═════ Trecho do texto
É normal sentir-se assim?
UM HOMEM enlutado escreve: “Quando eu era menino, na Inglaterra, ensinaram-me a não expressar meus sentimentos em público. Lembro-me de que meu pai, ex-militar, dizia-me com dentes cerrados: ‘Não chore!’ sempre que algo me causava dor. Não consigo lembrar-me de minha mãe alguma vez ter beijado ou abraçado a nós (quatro) filhos. Eu tinha 56 anos quando vi meu pai falecer. Senti uma enorme perda. Mas, no começo, não conseguia chorar.”
Em algumas culturas, as pessoas expressam abertamente seus sentimentos. Quer se sintam felizes, quer tristes, os outros sabem como elas se sentem. Por outro lado, em algumas partes do mundo, notavelmente no norte da Europa e na Grã-Bretanha, as pessoas, especialmente os homens, foram condicionados a ocultar seus sentimentos, a não mostrar emoção, a não se deixar abalar e a não expor seu íntimo. Mas, quando se sofre a perda dum ente querido, será que é errado expressar pesar? O que diz a Bíblia sobre isso?
Alguns que choraram, segundo diz a Bíblia
A Bíblia foi escrita por hebreus da região do Mediterrâneo oriental, que eram pessoas expressivas. Ela contém muitos exemplos de pessoas que mostraram abertamente seu pesar. O Rei Davi lamentou a perda de seu filho assassinado, Amnom. De fato, ‘chorou com um choro muito grande’. (2 Samuel 13:28-39) Até mesmo lamentou a perda do seu traiçoeiro filho Absalão, que havia tentado usurpar o reinado. O relato bíblico nos diz: “Então o rei [Davi] ficou comovido e subiu ao quarto de terraço por cima do portão, e entregou-se ao choro; e era isto o que dizia ao caminhar: ‘Meu filho Absalão, meu filho, meu filho Absalão! Oh! que eu, eu mesmo, tivesse morrido em teu lugar, Absalão, meu filho, meu filho!’” (2 Samuel 18:33) Davi pranteou como qualquer pai normal. E quantas vezes já aconteceu que os pais teriam preferido morrer em lugar de seus filhos! Parece tão desnatural que o filho morra antes dos pais.
Como reagiu Jesus à morte de seu amigo Lázaro? Chorou ao se aproximar do túmulo dele. (João 11:30-38) Mais tarde, Maria Madalena chorou ao se aproximar do sepulcro de Jesus. (João 20:11-16) É verdade que o cristão que entende a esperança bíblica da ressurreição não fica inconsolavelmente pesaroso, assim como alguns dos que não têm uma clara base bíblica para as suas crenças a respeito da condição dos mortos. Mas o verdadeiro cristão, como humano com sentimentos normais, mesmo tendo a esperança da ressurreição, fica pesaroso e lamenta a perda dum ente querido. — 1 Tessalonicenses 4:13, 14.
══════════
═════ Itens fornecidos
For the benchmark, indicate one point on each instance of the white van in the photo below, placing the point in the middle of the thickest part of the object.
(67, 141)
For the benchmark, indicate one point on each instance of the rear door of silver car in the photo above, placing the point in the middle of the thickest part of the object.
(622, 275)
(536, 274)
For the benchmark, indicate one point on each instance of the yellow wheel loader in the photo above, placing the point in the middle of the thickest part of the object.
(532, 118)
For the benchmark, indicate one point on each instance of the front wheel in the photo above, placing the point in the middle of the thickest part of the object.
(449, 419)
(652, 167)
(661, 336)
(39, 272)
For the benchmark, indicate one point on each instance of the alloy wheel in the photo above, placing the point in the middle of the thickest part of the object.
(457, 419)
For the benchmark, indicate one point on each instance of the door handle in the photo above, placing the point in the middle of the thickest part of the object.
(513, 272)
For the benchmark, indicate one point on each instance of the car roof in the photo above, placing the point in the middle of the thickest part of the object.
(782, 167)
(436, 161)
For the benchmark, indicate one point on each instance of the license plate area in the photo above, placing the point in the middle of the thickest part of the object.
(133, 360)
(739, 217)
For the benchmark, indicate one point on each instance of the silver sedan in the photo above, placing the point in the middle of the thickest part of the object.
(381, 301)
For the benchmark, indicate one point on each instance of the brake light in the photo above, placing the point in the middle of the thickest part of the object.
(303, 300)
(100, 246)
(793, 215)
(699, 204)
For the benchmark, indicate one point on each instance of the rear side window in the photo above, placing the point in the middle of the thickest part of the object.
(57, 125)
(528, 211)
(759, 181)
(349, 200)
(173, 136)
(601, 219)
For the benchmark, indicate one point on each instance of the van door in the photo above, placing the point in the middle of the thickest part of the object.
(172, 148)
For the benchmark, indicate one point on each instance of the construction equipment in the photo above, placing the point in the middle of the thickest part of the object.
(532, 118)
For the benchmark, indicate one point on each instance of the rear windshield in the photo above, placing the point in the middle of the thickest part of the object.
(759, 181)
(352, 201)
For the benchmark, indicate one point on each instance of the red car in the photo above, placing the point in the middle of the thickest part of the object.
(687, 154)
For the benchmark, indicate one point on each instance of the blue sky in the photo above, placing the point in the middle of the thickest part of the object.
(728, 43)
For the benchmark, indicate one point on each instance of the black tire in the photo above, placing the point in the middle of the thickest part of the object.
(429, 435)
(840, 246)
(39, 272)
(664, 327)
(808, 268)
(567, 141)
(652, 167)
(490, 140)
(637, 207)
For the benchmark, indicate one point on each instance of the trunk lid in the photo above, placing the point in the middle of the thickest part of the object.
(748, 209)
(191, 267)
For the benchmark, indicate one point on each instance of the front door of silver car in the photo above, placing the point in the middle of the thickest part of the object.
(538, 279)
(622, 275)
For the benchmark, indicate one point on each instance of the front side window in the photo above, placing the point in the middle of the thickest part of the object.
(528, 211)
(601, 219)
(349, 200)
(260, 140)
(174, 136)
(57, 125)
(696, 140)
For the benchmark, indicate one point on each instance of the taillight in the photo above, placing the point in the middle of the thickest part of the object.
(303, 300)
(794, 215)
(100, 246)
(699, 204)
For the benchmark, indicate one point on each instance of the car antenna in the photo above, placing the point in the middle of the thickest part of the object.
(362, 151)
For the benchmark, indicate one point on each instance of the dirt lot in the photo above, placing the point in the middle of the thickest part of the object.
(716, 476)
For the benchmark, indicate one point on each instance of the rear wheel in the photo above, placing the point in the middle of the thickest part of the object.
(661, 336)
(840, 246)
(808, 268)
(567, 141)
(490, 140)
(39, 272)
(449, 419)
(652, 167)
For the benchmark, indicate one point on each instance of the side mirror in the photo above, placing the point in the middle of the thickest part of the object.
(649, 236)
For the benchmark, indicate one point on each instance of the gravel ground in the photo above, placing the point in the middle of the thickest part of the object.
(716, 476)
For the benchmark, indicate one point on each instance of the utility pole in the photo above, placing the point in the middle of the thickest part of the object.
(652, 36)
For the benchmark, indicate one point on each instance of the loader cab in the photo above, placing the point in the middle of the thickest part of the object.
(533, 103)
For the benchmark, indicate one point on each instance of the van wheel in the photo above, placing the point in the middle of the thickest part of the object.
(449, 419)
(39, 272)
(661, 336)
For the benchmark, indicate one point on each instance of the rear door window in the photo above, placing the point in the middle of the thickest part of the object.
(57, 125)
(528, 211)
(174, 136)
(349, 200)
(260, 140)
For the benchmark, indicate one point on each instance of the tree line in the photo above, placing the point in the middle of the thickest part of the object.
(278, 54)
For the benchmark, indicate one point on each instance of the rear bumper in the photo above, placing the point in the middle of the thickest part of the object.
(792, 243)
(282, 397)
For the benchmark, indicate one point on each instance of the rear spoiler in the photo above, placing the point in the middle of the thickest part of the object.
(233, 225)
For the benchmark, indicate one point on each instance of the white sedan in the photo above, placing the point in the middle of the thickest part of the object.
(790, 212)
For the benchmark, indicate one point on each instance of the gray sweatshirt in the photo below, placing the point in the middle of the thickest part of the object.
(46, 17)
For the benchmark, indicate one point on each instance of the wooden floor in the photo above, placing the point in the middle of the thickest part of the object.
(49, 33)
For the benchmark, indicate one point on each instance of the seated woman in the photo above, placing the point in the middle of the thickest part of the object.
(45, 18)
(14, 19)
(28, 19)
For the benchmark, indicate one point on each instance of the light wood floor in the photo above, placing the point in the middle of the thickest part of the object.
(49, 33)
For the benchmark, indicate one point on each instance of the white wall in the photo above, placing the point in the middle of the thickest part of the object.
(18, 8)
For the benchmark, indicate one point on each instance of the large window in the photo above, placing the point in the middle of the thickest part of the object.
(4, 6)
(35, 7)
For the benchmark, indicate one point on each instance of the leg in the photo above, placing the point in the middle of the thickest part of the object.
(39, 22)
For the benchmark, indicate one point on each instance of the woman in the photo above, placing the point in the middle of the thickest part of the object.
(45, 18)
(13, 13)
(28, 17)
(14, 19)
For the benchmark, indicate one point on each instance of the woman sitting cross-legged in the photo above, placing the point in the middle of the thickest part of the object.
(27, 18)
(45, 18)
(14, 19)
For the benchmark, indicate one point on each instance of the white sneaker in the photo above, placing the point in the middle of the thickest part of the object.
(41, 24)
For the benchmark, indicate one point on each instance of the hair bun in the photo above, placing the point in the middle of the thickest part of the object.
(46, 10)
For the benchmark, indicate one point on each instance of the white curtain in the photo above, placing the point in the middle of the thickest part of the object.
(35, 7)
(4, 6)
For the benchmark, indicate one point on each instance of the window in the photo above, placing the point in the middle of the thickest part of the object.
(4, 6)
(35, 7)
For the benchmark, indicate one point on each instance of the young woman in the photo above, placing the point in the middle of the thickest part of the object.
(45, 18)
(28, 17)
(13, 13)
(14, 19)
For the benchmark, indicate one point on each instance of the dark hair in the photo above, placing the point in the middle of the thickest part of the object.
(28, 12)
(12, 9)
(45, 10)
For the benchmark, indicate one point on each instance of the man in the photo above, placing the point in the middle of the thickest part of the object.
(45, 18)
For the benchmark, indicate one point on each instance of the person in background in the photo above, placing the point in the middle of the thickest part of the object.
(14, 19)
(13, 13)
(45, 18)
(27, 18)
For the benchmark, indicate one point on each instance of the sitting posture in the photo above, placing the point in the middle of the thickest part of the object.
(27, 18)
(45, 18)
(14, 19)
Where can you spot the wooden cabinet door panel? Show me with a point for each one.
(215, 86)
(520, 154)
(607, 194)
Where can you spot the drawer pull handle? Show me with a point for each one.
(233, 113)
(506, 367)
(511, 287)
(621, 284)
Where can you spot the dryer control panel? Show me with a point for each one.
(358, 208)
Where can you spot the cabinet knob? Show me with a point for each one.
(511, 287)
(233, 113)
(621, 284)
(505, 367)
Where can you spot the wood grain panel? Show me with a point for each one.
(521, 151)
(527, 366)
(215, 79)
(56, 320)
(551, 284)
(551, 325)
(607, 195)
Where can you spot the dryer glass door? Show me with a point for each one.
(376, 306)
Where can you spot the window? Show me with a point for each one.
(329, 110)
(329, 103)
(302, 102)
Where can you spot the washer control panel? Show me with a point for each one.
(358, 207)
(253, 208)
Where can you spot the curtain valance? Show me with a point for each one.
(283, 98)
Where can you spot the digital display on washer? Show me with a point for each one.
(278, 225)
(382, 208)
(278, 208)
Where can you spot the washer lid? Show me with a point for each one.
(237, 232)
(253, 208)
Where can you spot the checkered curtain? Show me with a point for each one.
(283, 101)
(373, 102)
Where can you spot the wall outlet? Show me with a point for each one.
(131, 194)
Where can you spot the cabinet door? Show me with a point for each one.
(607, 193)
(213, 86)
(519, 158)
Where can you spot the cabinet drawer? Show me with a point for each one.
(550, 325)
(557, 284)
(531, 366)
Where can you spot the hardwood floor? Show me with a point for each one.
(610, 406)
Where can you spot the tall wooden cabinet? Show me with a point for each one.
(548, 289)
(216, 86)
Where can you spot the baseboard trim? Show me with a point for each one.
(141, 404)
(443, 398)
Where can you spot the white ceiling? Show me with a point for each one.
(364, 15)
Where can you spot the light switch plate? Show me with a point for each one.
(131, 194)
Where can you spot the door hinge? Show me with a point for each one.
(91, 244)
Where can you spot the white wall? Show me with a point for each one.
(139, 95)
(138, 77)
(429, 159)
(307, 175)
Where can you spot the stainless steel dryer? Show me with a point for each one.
══════════
Tarefas –
A: Reproduza fielmente o texto sobre o luto desde "Como reagiu Jesus" até "Tessalonicenses 4:13, 14.", incluindo este último trecho.
B: Resuma o texto sobre o luto em duas frases.

Respostas do exercício –
A:
Como reagiu Jesus à morte de seu amigo Lázaro? Chorou ao se aproximar do túmulo dele. (João 11:30-38) Mais tarde, Maria Madalena chorou ao se aproximar do sepulcro de Jesus. (João 20:11-16) É verdade que o cristão que entende a esperança bíblica da ressurreição não fica inconsolavelmente pesaroso, assim como alguns dos que não têm uma clara base bíblica para as suas crenças a respeito da condição dos mortos. Mas o verdadeiro cristão, como humano com sentimentos normais, mesmo tendo a esperança da ressurreição, fica pesaroso e lamenta a perda dum ente querido. — 1 Tessalonicenses 4:13, 14.

B: Em algumas partes do mundo, notavelmente no norte da Europa e na Grã-Bretanha, as pessoas, especialmente os homens, foram condicionadas a ocultar seus sentimentos, mas a Bíblia contém muitos exemplos de pessoas que mostraram abertamente seu pesar, como o Rei Davi ao lamentar a perda dos filhos Amnom e Absalão. Jesus chorou ao se aproximar do túmulo de Lázaro, e o verdadeiro cristão, mesmo tendo a esperança da ressurreição, fica pesaroso e lamenta a perda de um ente querido.